**DOCUMENT EXTRACT**:
As we see, Python is still run: this happens because 11. is not equal to 1., TensorFlow does not convert those to Tensors. Lets use it in the right way, with Tensors

In [19]:
add_log_tf(tf.constant(1.), tf.constant(2.))  # first compilation

running Python
running TensorFlow


<tf.Tensor: shape=(), dtype=float32, numpy=0.6931472>

In [20]:
add_log_tf(tf.constant(11.), tf.constant(22.))

running TensorFlow


<tf.Tensor: shape=(), dtype=float32, numpy=5.488938>

Now only the TensorFlow operations get executed! Everything else became static. We can illustrate this more extremely here

In [21]:
@tf.function(autograph=True)
def add_rnd(x):
    print('running Python')
    tf.print("running TensorFlow")
    rnd_np = np.random.uniform()
    rnd_tf = tf.random.uniform(shape=())
    return x * rnd_np, x * rnd_tf

In [22]:
add_rnd(tf.constant(1.))

running Python
running TensorFlow


(<tf.Tensor: shape=(), dtype=float32, numpy=0.70940965>,
 <tf.Tensor: shape=(), dtype=float32, numpy=0.10721016>)

The first time, the numpy code was executed as well, no difference so far. However, running it a second time, only the TensorFlow parts can change

In [23]:
add_rnd(tf.constant(1.))

(Location labeling records)
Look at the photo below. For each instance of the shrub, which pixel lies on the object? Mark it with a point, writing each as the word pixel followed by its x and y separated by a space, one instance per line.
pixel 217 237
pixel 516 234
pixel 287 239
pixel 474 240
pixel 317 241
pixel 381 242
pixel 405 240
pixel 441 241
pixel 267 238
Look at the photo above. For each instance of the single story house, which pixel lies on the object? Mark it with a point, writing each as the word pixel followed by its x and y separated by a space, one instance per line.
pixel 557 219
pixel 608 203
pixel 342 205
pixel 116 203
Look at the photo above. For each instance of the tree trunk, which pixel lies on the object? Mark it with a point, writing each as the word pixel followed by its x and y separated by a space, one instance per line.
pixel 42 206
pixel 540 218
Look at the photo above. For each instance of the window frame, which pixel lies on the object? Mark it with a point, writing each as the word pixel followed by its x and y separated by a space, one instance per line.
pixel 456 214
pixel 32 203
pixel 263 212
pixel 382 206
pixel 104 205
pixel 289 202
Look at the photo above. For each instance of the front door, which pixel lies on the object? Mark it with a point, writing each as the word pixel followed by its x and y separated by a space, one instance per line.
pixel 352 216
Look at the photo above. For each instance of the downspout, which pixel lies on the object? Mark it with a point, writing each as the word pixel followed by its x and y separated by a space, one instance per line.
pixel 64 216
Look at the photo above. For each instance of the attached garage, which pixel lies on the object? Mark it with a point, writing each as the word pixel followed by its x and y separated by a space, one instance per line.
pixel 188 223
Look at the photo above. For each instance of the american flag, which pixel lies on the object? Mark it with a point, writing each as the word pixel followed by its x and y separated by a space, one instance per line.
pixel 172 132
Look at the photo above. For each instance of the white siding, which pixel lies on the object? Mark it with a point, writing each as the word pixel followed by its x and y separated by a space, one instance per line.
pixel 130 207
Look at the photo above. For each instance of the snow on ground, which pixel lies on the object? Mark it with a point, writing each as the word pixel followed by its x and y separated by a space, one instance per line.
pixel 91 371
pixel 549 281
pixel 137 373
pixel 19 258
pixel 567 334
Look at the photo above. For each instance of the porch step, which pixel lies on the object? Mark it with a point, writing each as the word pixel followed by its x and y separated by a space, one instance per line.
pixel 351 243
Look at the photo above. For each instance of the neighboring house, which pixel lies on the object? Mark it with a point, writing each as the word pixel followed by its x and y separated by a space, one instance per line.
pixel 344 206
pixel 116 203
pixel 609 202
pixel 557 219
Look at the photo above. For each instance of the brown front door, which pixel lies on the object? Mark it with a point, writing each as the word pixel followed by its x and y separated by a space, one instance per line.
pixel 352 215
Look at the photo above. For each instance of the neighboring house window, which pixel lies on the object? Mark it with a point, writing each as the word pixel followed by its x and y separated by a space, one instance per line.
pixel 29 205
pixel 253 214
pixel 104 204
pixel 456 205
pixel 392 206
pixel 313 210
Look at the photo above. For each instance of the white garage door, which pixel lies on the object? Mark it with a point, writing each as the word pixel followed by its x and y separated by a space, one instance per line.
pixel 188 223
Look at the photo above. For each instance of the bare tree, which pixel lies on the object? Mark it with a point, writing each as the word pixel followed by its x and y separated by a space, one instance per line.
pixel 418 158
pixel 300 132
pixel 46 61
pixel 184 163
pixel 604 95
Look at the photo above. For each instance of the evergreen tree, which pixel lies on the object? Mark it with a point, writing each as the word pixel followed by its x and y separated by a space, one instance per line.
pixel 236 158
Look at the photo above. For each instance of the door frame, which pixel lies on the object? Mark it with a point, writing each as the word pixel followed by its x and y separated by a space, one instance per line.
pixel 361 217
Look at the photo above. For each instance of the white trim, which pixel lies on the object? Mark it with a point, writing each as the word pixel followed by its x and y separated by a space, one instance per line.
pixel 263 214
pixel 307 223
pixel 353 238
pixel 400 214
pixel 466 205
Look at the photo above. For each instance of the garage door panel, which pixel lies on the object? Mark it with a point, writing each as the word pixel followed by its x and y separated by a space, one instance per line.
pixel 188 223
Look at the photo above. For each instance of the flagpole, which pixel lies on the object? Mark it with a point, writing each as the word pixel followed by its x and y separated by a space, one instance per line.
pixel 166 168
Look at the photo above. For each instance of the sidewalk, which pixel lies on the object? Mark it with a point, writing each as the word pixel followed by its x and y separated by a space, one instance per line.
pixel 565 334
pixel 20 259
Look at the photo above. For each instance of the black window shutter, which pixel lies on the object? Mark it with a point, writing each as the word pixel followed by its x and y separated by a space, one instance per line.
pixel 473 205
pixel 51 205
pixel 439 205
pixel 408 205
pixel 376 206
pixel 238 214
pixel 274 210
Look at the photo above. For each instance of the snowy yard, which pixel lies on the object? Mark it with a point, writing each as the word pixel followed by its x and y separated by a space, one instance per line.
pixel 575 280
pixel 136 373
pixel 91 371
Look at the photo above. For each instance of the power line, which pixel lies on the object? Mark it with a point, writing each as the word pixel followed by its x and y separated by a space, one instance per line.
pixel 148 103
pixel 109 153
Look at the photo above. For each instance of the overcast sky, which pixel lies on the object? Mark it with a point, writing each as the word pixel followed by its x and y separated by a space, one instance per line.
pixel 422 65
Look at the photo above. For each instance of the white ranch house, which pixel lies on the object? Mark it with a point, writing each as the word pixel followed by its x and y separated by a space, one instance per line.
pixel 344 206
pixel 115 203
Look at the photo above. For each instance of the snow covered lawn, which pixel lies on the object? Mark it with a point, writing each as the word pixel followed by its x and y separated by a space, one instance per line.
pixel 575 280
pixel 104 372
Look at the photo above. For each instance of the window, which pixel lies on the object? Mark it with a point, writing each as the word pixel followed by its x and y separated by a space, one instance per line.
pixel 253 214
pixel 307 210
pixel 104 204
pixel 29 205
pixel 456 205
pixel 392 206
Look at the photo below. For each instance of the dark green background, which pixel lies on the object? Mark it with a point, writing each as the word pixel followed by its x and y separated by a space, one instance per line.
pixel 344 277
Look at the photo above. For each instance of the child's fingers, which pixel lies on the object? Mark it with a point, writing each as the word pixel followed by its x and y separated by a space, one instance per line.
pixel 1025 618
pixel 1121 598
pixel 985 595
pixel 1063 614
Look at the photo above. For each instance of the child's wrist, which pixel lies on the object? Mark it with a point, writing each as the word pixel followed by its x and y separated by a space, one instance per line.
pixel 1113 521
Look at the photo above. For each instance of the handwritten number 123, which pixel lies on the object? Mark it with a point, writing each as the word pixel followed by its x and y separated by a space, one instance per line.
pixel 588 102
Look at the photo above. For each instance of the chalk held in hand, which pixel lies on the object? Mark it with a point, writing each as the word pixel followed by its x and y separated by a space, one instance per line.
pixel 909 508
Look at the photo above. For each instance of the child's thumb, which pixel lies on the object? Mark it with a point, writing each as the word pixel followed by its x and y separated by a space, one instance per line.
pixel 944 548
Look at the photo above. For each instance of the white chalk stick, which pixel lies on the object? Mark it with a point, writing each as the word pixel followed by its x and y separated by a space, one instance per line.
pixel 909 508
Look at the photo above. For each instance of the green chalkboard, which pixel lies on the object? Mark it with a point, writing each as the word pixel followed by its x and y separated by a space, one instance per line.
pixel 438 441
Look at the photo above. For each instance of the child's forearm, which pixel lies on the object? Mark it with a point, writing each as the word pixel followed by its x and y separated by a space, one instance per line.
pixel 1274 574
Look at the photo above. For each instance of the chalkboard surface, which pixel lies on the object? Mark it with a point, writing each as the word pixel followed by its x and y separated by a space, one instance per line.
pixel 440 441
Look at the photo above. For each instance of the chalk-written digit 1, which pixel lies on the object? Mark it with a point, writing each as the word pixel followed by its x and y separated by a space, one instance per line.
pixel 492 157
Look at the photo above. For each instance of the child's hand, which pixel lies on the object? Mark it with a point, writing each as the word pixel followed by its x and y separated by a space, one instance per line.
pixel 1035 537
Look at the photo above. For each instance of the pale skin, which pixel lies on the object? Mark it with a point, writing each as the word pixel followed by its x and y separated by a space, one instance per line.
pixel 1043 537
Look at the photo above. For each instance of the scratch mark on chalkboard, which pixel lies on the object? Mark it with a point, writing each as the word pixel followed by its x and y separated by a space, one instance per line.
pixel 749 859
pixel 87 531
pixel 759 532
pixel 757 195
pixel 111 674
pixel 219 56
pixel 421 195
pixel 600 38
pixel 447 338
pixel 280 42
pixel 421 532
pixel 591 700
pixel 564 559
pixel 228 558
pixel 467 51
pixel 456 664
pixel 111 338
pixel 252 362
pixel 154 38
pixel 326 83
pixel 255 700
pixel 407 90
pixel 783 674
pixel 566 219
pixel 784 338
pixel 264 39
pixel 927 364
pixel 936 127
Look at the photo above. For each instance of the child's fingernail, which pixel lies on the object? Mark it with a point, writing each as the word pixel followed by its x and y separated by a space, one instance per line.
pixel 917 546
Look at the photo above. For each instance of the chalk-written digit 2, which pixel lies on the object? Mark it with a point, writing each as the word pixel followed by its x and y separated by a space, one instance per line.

**TASK 1**: Rewrite the paragraph in the TensorFlow excerpt that begins "The first time, the numpy code" so that it is shorter but keeps its main facts.
**TASK 2**: Reproduce everything in the TensorFlow excerpt from "<tf.Tensor: shape=(), dtype=float32, numpy=5.488938>" down to "rnd_np = np.random.uniform()".
**TASK 3**: Carry the TensorFlow excerpt forward, picking up right after the last part shown.

**WRITTEN RESPONSE 1**: On the first call, the numpy code runs too, so nothing differs yet. On a second call, only the TensorFlow parts can change.

**WRITTEN RESPONSE 2**:
<tf.Tensor: shape=(), dtype=float32, numpy=5.488938>

Now only the TensorFlow operations get executed! Everything else became static. We can illustrate this more extremely here

In [21]:
@tf.function(autograph=True)
def add_rnd(x):
    print('running Python')
    tf.print("running TensorFlow")
    rnd_np = np.random.uniform()

**WRITTEN RESPONSE 3**:
running TensorFlow


(<tf.Tensor: shape=(), dtype=float32, numpy=0.70940965>,
 <tf.Tensor: shape=(), dtype=float32, numpy=0.03636861>)

In [24]:
add_rnd(tf.constant(2.))

running TensorFlow


(<tf.Tensor: shape=(), dtype=float32, numpy=1.4188193>,
 <tf.Tensor: shape=(), dtype=float32, numpy=1.8568926>)

We see now clearly: TensorFlow executes the function but _only cares about the TensorFlow operations_, everything else is regarded as static. This can be a large pitfall! If we would execute this function _without_ the decorator, we would get a different result, since Numpy is also sampling a new random variable every time

## Variables

TensorFlow offers the possibility to have statefull objects inside a compiled graph (which e.g. is not possible with Numba). The most commonly used one is the `tf.Variable`. Technically, they are automatically captured on the function compilation and belong to it.

In [25]:
var1 = tf.Variable(1.)

In [26]:
@tf.function(autograph=True)
def scale_by_var(x):
    print('running Python')
    tf.print("running TensorFlow")
    return x * var1

In [27]:
scale_by_var(tf.constant(1.))

running Python
running TensorFlow


<tf.Tensor: shape=(), dtype=float32, numpy=1.0>

In [28]:
scale_by_var(tf.constant(2.))

running TensorFlow


<tf.Tensor: shape=(), dtype=float32, numpy=2.0>

In [29]:
var1.assign(42.)
scale_by_var(tf.constant(1.))

running TensorFlow


<tf.Tensor: shape=(), dtype=float32, numpy=42.0>

As we see, the output changed. This is of course especially useful in the context of model fitting libraries, be it likelihoods or neural networks.

In [30]:
def add_rnd(x):
    print('running Python')
    tf.print("running TensorFlow")
    rnd_np = np.random.uniform()
    rnd_tf = tf.random.uniform(shape=())
    return x * rnd_np, x * rnd_tf

In [31]:
add_rnd(tf.constant(1.))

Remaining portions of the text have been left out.